__Directions__: Report each line of the records below that contains the word "shrub", copying every such line in full.

__Given records__:

(begin)

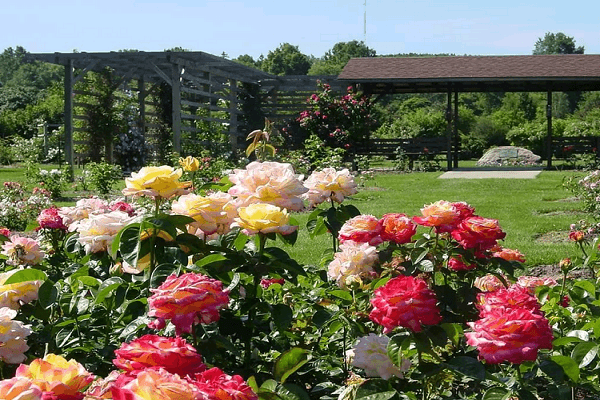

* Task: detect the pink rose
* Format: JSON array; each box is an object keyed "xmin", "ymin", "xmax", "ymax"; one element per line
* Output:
[
  {"xmin": 452, "ymin": 216, "xmax": 506, "ymax": 250},
  {"xmin": 193, "ymin": 367, "xmax": 258, "ymax": 400},
  {"xmin": 338, "ymin": 214, "xmax": 383, "ymax": 246},
  {"xmin": 37, "ymin": 207, "xmax": 67, "ymax": 231},
  {"xmin": 148, "ymin": 272, "xmax": 229, "ymax": 335},
  {"xmin": 413, "ymin": 200, "xmax": 461, "ymax": 232},
  {"xmin": 369, "ymin": 275, "xmax": 442, "ymax": 333},
  {"xmin": 465, "ymin": 307, "xmax": 554, "ymax": 364},
  {"xmin": 113, "ymin": 335, "xmax": 206, "ymax": 376},
  {"xmin": 379, "ymin": 213, "xmax": 417, "ymax": 244}
]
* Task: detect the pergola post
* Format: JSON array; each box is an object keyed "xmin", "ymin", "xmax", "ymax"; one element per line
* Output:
[
  {"xmin": 452, "ymin": 90, "xmax": 458, "ymax": 168},
  {"xmin": 64, "ymin": 59, "xmax": 74, "ymax": 171},
  {"xmin": 446, "ymin": 84, "xmax": 452, "ymax": 171},
  {"xmin": 229, "ymin": 79, "xmax": 238, "ymax": 151},
  {"xmin": 546, "ymin": 89, "xmax": 552, "ymax": 169},
  {"xmin": 138, "ymin": 75, "xmax": 147, "ymax": 158},
  {"xmin": 171, "ymin": 64, "xmax": 181, "ymax": 154}
]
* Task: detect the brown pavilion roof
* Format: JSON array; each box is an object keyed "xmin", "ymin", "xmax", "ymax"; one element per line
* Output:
[{"xmin": 338, "ymin": 54, "xmax": 600, "ymax": 94}]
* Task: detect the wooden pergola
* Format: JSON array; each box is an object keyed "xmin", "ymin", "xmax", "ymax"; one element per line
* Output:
[
  {"xmin": 26, "ymin": 51, "xmax": 273, "ymax": 165},
  {"xmin": 338, "ymin": 54, "xmax": 600, "ymax": 170}
]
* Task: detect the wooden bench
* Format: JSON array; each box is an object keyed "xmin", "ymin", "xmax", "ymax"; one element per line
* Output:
[
  {"xmin": 352, "ymin": 136, "xmax": 448, "ymax": 169},
  {"xmin": 551, "ymin": 136, "xmax": 600, "ymax": 159}
]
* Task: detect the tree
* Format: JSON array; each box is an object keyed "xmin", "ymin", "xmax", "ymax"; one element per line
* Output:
[
  {"xmin": 233, "ymin": 54, "xmax": 260, "ymax": 69},
  {"xmin": 261, "ymin": 43, "xmax": 310, "ymax": 75},
  {"xmin": 0, "ymin": 46, "xmax": 27, "ymax": 86},
  {"xmin": 533, "ymin": 32, "xmax": 584, "ymax": 55},
  {"xmin": 308, "ymin": 40, "xmax": 377, "ymax": 75}
]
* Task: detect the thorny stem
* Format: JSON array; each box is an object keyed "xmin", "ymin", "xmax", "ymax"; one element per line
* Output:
[{"xmin": 329, "ymin": 198, "xmax": 339, "ymax": 253}]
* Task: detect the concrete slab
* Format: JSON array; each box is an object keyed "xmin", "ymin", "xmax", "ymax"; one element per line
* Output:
[{"xmin": 439, "ymin": 168, "xmax": 542, "ymax": 179}]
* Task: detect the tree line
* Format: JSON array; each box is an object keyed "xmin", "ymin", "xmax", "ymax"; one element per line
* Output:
[{"xmin": 0, "ymin": 32, "xmax": 600, "ymax": 162}]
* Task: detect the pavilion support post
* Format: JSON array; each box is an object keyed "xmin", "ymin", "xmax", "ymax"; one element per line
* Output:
[
  {"xmin": 64, "ymin": 59, "xmax": 75, "ymax": 176},
  {"xmin": 138, "ymin": 75, "xmax": 147, "ymax": 166},
  {"xmin": 446, "ymin": 85, "xmax": 452, "ymax": 171},
  {"xmin": 546, "ymin": 89, "xmax": 552, "ymax": 169},
  {"xmin": 229, "ymin": 79, "xmax": 238, "ymax": 151},
  {"xmin": 171, "ymin": 64, "xmax": 181, "ymax": 154},
  {"xmin": 452, "ymin": 90, "xmax": 459, "ymax": 168}
]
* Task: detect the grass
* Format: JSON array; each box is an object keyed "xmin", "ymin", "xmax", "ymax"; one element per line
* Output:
[
  {"xmin": 286, "ymin": 171, "xmax": 587, "ymax": 266},
  {"xmin": 0, "ymin": 164, "xmax": 588, "ymax": 266}
]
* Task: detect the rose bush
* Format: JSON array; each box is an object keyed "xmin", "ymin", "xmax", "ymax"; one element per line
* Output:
[{"xmin": 0, "ymin": 162, "xmax": 600, "ymax": 400}]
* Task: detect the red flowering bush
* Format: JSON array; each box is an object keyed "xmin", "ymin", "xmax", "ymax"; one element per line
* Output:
[
  {"xmin": 413, "ymin": 200, "xmax": 461, "ymax": 233},
  {"xmin": 296, "ymin": 83, "xmax": 377, "ymax": 149},
  {"xmin": 465, "ymin": 307, "xmax": 554, "ymax": 364},
  {"xmin": 369, "ymin": 275, "xmax": 442, "ymax": 333},
  {"xmin": 379, "ymin": 213, "xmax": 417, "ymax": 244},
  {"xmin": 339, "ymin": 214, "xmax": 383, "ymax": 246},
  {"xmin": 113, "ymin": 335, "xmax": 206, "ymax": 376},
  {"xmin": 148, "ymin": 273, "xmax": 229, "ymax": 335},
  {"xmin": 452, "ymin": 216, "xmax": 506, "ymax": 250},
  {"xmin": 37, "ymin": 207, "xmax": 68, "ymax": 231},
  {"xmin": 194, "ymin": 368, "xmax": 258, "ymax": 400}
]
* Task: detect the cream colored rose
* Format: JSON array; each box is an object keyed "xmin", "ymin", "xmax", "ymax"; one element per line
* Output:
[
  {"xmin": 171, "ymin": 192, "xmax": 237, "ymax": 238},
  {"xmin": 233, "ymin": 203, "xmax": 298, "ymax": 235},
  {"xmin": 179, "ymin": 156, "xmax": 200, "ymax": 172},
  {"xmin": 303, "ymin": 168, "xmax": 358, "ymax": 207},
  {"xmin": 327, "ymin": 241, "xmax": 379, "ymax": 289},
  {"xmin": 76, "ymin": 211, "xmax": 132, "ymax": 254},
  {"xmin": 0, "ymin": 307, "xmax": 31, "ymax": 364},
  {"xmin": 123, "ymin": 165, "xmax": 191, "ymax": 199},
  {"xmin": 229, "ymin": 161, "xmax": 308, "ymax": 211},
  {"xmin": 0, "ymin": 269, "xmax": 43, "ymax": 310},
  {"xmin": 2, "ymin": 235, "xmax": 45, "ymax": 265}
]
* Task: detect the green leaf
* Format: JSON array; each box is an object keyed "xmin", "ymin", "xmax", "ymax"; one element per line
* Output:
[
  {"xmin": 272, "ymin": 304, "xmax": 294, "ymax": 331},
  {"xmin": 112, "ymin": 224, "xmax": 141, "ymax": 265},
  {"xmin": 119, "ymin": 316, "xmax": 150, "ymax": 342},
  {"xmin": 517, "ymin": 389, "xmax": 538, "ymax": 400},
  {"xmin": 329, "ymin": 289, "xmax": 352, "ymax": 301},
  {"xmin": 354, "ymin": 379, "xmax": 398, "ymax": 400},
  {"xmin": 38, "ymin": 280, "xmax": 58, "ymax": 309},
  {"xmin": 571, "ymin": 342, "xmax": 598, "ymax": 368},
  {"xmin": 312, "ymin": 307, "xmax": 333, "ymax": 328},
  {"xmin": 277, "ymin": 383, "xmax": 310, "ymax": 400},
  {"xmin": 573, "ymin": 280, "xmax": 596, "ymax": 298},
  {"xmin": 4, "ymin": 268, "xmax": 48, "ymax": 285},
  {"xmin": 552, "ymin": 336, "xmax": 582, "ymax": 347},
  {"xmin": 94, "ymin": 277, "xmax": 124, "ymax": 304},
  {"xmin": 194, "ymin": 254, "xmax": 227, "ymax": 267},
  {"xmin": 441, "ymin": 323, "xmax": 463, "ymax": 346},
  {"xmin": 540, "ymin": 360, "xmax": 565, "ymax": 384},
  {"xmin": 481, "ymin": 386, "xmax": 511, "ymax": 400},
  {"xmin": 387, "ymin": 334, "xmax": 406, "ymax": 367},
  {"xmin": 246, "ymin": 375, "xmax": 258, "ymax": 393},
  {"xmin": 273, "ymin": 347, "xmax": 309, "ymax": 383},
  {"xmin": 550, "ymin": 355, "xmax": 579, "ymax": 382},
  {"xmin": 246, "ymin": 142, "xmax": 258, "ymax": 157},
  {"xmin": 447, "ymin": 356, "xmax": 485, "ymax": 381},
  {"xmin": 110, "ymin": 222, "xmax": 140, "ymax": 258}
]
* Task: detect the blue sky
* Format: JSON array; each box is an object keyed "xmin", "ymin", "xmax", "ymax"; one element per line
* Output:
[{"xmin": 0, "ymin": 0, "xmax": 600, "ymax": 58}]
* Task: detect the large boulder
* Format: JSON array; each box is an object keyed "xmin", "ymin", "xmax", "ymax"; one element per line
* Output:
[{"xmin": 477, "ymin": 146, "xmax": 542, "ymax": 166}]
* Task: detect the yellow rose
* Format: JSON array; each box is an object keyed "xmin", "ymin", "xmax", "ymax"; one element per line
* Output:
[
  {"xmin": 15, "ymin": 354, "xmax": 94, "ymax": 397},
  {"xmin": 123, "ymin": 165, "xmax": 191, "ymax": 198},
  {"xmin": 179, "ymin": 156, "xmax": 200, "ymax": 172},
  {"xmin": 234, "ymin": 203, "xmax": 298, "ymax": 235}
]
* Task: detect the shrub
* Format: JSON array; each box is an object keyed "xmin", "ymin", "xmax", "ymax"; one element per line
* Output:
[
  {"xmin": 85, "ymin": 162, "xmax": 123, "ymax": 196},
  {"xmin": 0, "ymin": 139, "xmax": 15, "ymax": 165}
]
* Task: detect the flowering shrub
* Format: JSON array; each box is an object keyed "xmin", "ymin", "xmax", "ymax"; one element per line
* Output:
[
  {"xmin": 0, "ymin": 163, "xmax": 600, "ymax": 400},
  {"xmin": 297, "ymin": 83, "xmax": 377, "ymax": 150},
  {"xmin": 0, "ymin": 182, "xmax": 52, "ymax": 231}
]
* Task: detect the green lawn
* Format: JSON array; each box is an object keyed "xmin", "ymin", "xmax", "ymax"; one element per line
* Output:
[
  {"xmin": 0, "ymin": 165, "xmax": 588, "ymax": 266},
  {"xmin": 286, "ymin": 171, "xmax": 587, "ymax": 266}
]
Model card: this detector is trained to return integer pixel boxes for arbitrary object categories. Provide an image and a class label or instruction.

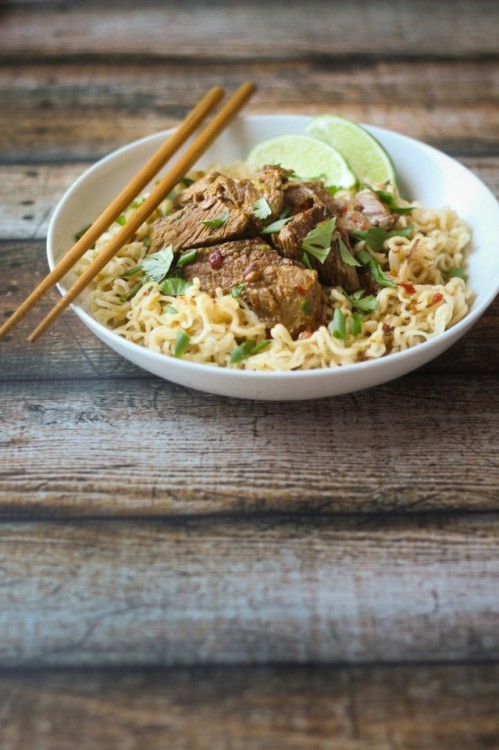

(end)

__Exercise solution__:
* Task: detect the shrub
* Task: detect the flowering shrub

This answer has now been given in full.